DATA:
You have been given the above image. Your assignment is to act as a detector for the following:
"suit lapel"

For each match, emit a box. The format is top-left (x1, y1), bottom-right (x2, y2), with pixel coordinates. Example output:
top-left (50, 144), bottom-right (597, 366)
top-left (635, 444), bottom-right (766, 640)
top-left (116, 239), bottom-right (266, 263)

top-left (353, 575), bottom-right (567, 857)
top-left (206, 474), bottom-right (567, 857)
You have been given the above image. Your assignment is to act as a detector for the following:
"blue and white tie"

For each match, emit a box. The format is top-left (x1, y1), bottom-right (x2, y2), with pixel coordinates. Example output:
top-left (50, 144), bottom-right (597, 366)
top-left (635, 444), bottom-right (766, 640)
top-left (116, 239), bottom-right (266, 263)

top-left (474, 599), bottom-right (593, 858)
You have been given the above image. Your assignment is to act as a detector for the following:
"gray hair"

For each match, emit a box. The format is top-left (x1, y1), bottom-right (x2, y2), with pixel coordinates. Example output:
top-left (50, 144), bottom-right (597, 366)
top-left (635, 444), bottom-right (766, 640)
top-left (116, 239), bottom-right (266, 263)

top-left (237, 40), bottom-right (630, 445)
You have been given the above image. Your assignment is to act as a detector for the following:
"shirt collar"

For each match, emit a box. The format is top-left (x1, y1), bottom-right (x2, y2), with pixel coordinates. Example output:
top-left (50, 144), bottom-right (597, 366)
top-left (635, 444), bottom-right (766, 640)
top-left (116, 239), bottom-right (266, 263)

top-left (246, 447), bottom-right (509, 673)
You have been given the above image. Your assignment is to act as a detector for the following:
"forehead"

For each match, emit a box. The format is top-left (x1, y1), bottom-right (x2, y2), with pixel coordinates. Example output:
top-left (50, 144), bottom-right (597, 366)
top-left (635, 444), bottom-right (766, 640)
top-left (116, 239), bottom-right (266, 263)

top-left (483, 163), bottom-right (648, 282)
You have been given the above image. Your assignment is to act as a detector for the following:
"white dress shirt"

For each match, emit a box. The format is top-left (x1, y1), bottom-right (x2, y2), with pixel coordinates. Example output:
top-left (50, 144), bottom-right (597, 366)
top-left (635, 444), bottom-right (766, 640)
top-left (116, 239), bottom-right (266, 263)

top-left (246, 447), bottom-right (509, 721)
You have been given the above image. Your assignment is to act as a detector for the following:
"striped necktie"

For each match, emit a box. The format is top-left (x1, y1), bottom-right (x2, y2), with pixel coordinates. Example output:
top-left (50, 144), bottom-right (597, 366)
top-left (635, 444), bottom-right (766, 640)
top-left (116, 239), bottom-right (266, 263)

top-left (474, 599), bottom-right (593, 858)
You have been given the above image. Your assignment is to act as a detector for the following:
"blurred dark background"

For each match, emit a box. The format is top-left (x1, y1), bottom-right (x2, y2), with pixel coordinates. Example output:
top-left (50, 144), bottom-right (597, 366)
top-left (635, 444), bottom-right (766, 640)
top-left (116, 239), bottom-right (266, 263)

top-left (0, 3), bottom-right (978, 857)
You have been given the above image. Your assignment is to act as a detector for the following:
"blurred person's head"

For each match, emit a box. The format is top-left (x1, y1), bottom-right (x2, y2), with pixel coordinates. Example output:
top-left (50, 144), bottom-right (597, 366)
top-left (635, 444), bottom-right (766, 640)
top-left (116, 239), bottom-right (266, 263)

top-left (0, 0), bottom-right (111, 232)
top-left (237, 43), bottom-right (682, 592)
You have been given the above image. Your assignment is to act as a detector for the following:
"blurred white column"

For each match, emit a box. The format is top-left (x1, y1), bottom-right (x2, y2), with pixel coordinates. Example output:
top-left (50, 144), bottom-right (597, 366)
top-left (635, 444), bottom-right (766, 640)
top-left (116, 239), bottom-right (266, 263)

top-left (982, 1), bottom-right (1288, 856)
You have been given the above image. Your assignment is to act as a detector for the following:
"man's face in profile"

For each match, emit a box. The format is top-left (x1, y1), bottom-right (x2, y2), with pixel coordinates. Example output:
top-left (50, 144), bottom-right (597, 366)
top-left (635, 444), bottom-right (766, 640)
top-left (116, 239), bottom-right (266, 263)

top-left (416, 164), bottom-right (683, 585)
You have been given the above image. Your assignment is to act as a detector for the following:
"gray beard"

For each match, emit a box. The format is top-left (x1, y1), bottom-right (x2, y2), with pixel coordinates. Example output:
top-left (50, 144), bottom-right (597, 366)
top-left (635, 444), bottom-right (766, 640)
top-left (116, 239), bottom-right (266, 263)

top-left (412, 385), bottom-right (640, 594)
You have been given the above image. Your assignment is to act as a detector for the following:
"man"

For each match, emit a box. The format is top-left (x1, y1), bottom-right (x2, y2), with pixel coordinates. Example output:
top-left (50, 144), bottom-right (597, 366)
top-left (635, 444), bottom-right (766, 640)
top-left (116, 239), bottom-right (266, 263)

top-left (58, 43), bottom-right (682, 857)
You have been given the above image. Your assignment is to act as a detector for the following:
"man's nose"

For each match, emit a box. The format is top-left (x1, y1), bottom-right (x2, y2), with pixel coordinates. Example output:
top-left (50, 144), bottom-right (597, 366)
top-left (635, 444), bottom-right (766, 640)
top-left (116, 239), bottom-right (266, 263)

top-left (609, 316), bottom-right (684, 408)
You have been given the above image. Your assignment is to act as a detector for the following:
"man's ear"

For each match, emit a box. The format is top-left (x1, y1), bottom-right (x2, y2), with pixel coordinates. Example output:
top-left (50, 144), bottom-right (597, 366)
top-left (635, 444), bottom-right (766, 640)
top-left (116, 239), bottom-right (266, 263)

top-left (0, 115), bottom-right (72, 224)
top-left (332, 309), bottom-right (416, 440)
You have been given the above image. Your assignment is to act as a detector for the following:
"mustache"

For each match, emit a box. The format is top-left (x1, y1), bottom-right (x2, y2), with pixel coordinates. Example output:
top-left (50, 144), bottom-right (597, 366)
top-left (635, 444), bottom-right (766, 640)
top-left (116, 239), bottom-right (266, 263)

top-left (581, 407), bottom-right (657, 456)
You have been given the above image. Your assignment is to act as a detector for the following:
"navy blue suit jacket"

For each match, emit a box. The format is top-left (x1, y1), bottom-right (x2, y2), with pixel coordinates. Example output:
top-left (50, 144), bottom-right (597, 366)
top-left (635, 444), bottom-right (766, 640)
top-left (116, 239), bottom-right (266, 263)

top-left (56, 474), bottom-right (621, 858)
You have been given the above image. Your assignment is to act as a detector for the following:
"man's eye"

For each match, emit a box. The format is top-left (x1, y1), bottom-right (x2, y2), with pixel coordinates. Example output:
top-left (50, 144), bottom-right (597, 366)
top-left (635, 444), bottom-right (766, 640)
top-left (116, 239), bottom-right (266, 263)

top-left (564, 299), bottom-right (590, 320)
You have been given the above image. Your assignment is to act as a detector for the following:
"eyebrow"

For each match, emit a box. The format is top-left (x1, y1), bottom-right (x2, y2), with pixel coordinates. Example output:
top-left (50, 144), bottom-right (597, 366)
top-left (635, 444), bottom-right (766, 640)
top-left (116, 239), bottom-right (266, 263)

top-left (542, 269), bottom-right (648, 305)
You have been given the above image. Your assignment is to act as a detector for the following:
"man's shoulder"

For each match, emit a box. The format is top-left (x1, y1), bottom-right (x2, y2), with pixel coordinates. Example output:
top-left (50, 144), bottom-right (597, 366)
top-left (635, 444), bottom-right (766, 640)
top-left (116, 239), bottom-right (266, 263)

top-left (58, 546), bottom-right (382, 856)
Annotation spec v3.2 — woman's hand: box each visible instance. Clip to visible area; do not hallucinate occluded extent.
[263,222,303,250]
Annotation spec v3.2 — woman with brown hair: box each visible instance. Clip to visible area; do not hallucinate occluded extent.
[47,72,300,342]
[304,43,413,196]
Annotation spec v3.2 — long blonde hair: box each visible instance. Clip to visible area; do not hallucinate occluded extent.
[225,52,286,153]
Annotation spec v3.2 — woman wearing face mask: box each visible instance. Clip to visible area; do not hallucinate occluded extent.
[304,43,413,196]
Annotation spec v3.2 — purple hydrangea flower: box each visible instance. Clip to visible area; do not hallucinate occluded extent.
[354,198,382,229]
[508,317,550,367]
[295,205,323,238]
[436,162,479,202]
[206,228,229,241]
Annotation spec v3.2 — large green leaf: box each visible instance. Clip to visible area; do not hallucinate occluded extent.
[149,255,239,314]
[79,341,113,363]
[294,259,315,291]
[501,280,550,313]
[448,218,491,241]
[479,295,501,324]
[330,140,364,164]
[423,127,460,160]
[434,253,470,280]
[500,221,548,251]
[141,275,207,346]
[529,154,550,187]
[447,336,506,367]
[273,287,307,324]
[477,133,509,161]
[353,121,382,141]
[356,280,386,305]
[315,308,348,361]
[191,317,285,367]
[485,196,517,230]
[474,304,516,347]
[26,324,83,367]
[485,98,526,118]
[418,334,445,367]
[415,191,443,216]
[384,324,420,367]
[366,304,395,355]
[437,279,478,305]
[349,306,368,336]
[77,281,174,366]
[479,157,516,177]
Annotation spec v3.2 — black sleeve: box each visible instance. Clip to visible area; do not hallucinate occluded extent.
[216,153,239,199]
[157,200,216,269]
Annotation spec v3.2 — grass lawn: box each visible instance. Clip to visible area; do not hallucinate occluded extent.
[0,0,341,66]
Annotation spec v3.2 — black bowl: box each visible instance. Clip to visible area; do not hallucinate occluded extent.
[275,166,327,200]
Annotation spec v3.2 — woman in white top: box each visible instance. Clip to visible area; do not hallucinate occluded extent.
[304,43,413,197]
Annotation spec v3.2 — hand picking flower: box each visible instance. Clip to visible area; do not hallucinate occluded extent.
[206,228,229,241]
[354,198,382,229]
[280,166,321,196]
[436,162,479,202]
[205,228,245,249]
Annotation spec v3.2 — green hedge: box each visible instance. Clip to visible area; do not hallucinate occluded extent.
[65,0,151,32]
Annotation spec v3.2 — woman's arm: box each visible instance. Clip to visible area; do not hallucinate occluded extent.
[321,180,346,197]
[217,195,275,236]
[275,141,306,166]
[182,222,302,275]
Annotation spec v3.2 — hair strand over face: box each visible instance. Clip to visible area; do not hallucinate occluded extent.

WORK INSTRUCTIONS: Transcribe word for word the lines from the one holding "Annotation spec v3.2 — woman in" to the last line of the listing above, inclusive.

COMPLETE OUTPUT:
Annotation spec v3.2 — woman in white top: box each visible instance. Clip to visible area; do not hallucinate occluded extent.
[304,43,413,197]
Annotation spec v3.2 — hand picking flower: box each visible instance. Clip to visible area; do not hallucinate occluded extent.
[206,228,229,241]
[354,198,382,229]
[280,166,321,196]
[436,162,479,202]
[205,228,245,249]
Annotation spec v3.2 — green hedge: box each visible instance. Clip to visible area; do not hallucinate occluded extent.
[65,0,151,32]
Annotation spec v3.2 — woman's arm: box each visible instance. Clip to visible area; do not hallucinate occluded extent.
[321,180,346,197]
[217,195,275,236]
[275,141,306,166]
[182,222,302,275]
Annotation spec v3.2 — hair strand over face: box each visible instance. Clip to visible area; do not hallucinate occluded extent.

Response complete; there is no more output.